Trecho apresentado.
Os neurolépticos tradicionais, referidos comumente como antipsicóticos ou tranqüilizantes maiores, são eficientes em controlar o paciente agitado e o comportamento psicótico, além de serem baratos e accessíveis. Contudo, consolida-se agora a noção de que são neurotóxicos, uma afirmação que se generaliza cada vez mais na formação dos jovens psiquiatras, sem uma crítica isenta da experiência psiquiátrica acumulada há quatro a cinco décadas. São tidos como indutores de parkisonismo (incluindo efeitos psicológicos), acatisia e dano neurológico permanente (discinesia tardia) como conseqüência do longo uso. Portanto, os antispicóticos tradicionais tornaram-se medicamentos prejudiciais na cultura médica atual.

Os novos neurolépticos ou atípicos (olanzapina, risperidona, clozapina, por exemplo), vieram para substituir os antipsicóticos tradicionais por alternativa mais seguras, embora não haja tempo ainda para se firmar uma experiência definitiva. Foram chamados de “atípicos” porque produzem menos parkinsonismo e discinesia tardia que os tradicionais, embora não sejam tão poderosos em suprimir o comportamento psicótico como os tradicionais. Por outro lado, se os atípicos são menos neurotóxicos, eles vêm sendo considerados como disruptores metabólicos, implicados como causa de intolerância à glicose, diabetes, pancreatite, ganho de peso e problemas na condução cardíaca (ver Morgan et al, 2003). A clozapina, por exemplo, foi também implicada em discrasias sanguíneas graves. Esse paraefeitos ocorrem a longo prazo e são raramente fatais.

Os atípicos são neurolépticos menos potentes que os tradicionais, mas seu grande efeito sedativo é suficiente para controlar o comportamento psicótico, uma experiência bem conhecida dos psiquiatras mesmo antes do aparecimento da clorpromazina. O valor da sedação não deve ser subestimado, pois ela não apenas é um meio seguro de controlar um paciente agitado, como também é potencialmente efetiva em suprimir um delírio. Além disso, o sono tem um efeito restaurador, pois, como sabemos o sono de muitos psicóticos é seriamente perturbado. É da experiência psiquiátrica que fármacos que induzem o sono prolongado exibem efeitos antipsicóticos e faz o paciente se sentir melhor subjetiva e funcionalmente.

Talvez o problema com os atípicos seja que, como meio de sedação ele é uma opção problemática, quando comparados aos sedativos benzodiazepínicos e anti-histamínicos sedativos como a prometazina, que sempre foram usados como substitutos eventuais dos neurolépticos tradicionais, na falta destes. No Brasil, a maioria dos psiquiatras que se forma atualmente é desestimulada a usar esses últimos sob a afirmação de que “seu uso prolongado causa dependência”. Essa afirmação, determinística, é uma generalização sem base na experiência e deveria ser melhor estudada. Não há dúvida que eles possam causar dependência, mas é possível evitar isso em função do uso racional e em função das características do paciente, quadro agudo, e outros fatores.

Dados fornecidos.
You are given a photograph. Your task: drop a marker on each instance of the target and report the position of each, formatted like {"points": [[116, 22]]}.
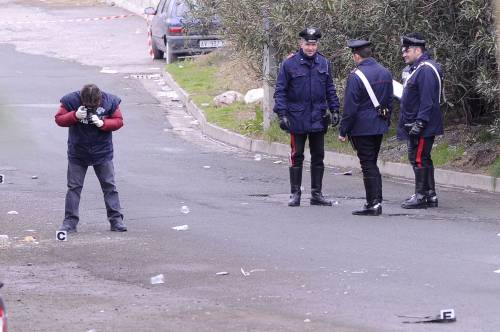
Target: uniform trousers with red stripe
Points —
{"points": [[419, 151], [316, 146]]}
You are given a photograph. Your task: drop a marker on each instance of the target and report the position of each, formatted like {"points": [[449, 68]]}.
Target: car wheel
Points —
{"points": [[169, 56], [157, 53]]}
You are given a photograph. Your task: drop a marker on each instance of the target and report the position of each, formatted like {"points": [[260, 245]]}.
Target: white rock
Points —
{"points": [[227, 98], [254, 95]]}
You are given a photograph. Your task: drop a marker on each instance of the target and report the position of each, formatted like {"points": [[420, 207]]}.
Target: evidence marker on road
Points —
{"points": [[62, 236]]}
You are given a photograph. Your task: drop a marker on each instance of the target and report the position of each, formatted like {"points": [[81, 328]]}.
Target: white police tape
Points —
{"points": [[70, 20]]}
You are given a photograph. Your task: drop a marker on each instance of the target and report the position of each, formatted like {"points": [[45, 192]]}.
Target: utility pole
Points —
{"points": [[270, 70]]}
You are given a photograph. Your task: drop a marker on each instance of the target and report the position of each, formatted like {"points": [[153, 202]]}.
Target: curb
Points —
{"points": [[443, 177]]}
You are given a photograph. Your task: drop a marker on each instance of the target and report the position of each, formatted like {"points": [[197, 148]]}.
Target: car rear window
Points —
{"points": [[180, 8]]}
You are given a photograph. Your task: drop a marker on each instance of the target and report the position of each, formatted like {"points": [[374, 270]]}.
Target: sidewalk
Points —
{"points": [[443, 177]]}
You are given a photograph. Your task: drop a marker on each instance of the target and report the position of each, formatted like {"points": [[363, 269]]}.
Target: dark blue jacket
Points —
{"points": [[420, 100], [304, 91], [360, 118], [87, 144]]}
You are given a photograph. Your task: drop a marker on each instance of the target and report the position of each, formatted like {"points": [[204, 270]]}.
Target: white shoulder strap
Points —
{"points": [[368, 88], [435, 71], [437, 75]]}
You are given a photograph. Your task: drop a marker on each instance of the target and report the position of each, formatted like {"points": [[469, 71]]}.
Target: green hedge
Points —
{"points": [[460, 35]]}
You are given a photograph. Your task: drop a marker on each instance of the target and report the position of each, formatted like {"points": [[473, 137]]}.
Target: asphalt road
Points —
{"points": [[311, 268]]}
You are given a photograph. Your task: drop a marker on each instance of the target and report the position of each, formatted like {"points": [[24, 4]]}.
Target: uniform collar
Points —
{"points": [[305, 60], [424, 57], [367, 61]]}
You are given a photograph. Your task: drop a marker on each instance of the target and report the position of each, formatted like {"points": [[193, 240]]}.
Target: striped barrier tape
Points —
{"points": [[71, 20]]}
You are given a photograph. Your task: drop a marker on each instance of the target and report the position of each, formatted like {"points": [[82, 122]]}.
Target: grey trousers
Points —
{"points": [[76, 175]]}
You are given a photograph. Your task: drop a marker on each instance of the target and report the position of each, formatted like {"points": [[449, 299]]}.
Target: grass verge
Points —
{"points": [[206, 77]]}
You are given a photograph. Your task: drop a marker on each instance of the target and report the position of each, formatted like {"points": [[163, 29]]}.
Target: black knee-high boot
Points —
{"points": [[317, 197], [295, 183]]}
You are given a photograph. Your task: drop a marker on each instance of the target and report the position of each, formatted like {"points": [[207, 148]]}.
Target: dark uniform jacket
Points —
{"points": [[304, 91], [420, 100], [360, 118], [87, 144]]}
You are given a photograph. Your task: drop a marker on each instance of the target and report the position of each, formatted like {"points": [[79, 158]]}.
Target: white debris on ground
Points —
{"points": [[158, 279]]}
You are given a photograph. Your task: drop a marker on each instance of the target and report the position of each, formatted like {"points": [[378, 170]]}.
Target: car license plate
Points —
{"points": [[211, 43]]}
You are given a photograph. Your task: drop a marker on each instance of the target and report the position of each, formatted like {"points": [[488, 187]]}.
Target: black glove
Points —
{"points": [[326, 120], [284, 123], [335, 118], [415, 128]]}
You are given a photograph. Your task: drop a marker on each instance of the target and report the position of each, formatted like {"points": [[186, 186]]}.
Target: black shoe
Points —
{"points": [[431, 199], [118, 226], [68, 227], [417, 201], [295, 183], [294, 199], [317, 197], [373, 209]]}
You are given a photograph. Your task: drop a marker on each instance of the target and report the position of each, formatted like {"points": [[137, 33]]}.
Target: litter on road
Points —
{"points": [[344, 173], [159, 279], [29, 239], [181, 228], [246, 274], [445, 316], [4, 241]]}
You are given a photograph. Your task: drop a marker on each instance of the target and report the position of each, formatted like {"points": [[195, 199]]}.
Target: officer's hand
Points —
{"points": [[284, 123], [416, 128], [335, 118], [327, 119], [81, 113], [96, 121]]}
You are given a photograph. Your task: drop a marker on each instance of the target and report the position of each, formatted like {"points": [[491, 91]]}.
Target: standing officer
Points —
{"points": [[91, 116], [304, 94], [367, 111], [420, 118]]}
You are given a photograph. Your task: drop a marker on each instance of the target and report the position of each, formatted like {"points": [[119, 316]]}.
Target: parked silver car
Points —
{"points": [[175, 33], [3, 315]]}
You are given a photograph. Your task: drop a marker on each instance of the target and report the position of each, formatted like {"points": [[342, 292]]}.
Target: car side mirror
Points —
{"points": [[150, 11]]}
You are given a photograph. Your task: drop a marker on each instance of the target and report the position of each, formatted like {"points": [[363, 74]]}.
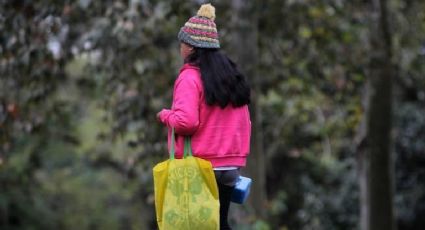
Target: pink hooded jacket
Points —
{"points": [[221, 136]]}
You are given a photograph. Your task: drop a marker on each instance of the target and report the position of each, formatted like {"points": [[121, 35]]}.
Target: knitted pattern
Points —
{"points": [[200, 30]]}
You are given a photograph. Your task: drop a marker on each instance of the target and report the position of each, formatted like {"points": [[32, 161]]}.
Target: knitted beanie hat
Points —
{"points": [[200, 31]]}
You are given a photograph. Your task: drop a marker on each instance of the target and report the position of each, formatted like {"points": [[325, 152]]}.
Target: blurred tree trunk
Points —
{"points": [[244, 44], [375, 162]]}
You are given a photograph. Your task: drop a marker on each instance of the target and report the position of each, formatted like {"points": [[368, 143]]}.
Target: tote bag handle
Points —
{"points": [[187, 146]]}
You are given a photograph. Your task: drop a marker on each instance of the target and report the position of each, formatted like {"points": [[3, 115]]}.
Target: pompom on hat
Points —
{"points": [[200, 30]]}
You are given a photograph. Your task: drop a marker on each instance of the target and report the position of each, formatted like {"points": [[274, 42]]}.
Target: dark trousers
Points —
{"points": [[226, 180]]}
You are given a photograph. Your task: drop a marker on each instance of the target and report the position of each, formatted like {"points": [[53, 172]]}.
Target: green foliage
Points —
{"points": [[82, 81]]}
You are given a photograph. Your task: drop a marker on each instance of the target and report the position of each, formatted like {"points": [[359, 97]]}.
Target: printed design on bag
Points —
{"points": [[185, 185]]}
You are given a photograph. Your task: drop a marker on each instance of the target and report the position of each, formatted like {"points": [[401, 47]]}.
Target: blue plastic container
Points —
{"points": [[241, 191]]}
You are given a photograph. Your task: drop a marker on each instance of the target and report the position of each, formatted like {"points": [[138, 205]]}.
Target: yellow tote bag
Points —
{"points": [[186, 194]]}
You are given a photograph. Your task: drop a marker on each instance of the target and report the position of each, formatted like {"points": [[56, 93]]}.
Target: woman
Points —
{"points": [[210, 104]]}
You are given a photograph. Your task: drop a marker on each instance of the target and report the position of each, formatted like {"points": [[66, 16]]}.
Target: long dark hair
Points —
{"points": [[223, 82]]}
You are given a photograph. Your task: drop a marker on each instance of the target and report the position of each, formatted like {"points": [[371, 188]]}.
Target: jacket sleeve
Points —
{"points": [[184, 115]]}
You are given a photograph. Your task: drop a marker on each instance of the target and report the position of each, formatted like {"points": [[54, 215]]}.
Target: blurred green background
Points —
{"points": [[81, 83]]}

Objetivo do exercício. Segundo o trecho sobre neurolépticos, por que os novos neurolépticos receberam o nome de "atípicos"? Baseie-se somente no trecho, sem consultar as linhas.

Resposta escrita. Porque produzem menos parkinsonismo e discinesia tardia que os neurolépticos tradicionais.